**Task goal:** Continue the abstract on controllable and creative natural language generation, starting right after its last sentence.

Nanyun Peng (UCLA) “Controllable and Creative Natural Language Generation”

When:
December 6, 2024 @ 12:00 pm – 1:15 pm
2024-12-06T12:00:00-05:00
2024-12-06T13:15:00-05:00
Where:
Hackerman Hall B17
3400 N CHARLES ST
Baltimore
MD 21218
Cost:
Free

Abstract

Recent advances in large language models (LLMs) have achieved remarkable results across a wide range of natural language processing (NLP) applications, including text classification, summarization, machine translation, and dialogue systems. As LLMs grow increasingly capable, the need to control their generation process becomes more pressing, particularly for high-stakes applications that demand reliable outputs adhering to specific guidelines or creative outputs within defined boundaries. However, the dominant auto-regressive paradigm—training models to predict the next word based on prior context—poses significant challenges for enforcing structural or content-specific constraints.

**Recorded data:**

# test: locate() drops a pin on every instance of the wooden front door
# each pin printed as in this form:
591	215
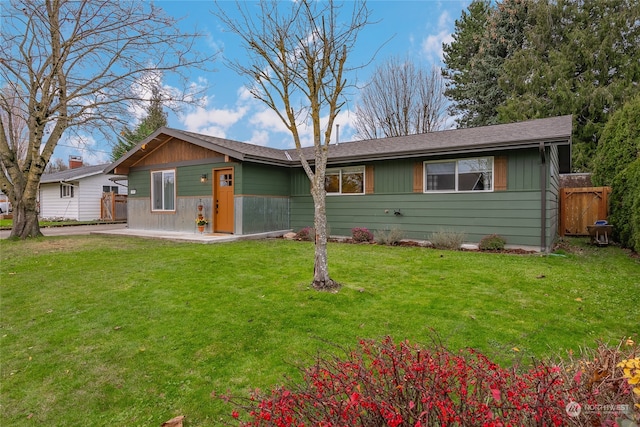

**Task response:**
In this talk, I will present our recent work on controllable natural language generation (NLG) that moves beyond the conventional auto-regressive framework to enhance both the reliability and creativity of generative models. I will introduce controllable decoding-time algorithms that guide auto-regressive models to better align with user-specified constraints. Additionally, I will discuss a novel insertion-based generation paradigm that breaks away from the limitations of auto-regressive methods. These approaches enable more reliable and creative outputs, with applications spanning creative writing, lexical-controlled generation, and commonsense-compliant text generation.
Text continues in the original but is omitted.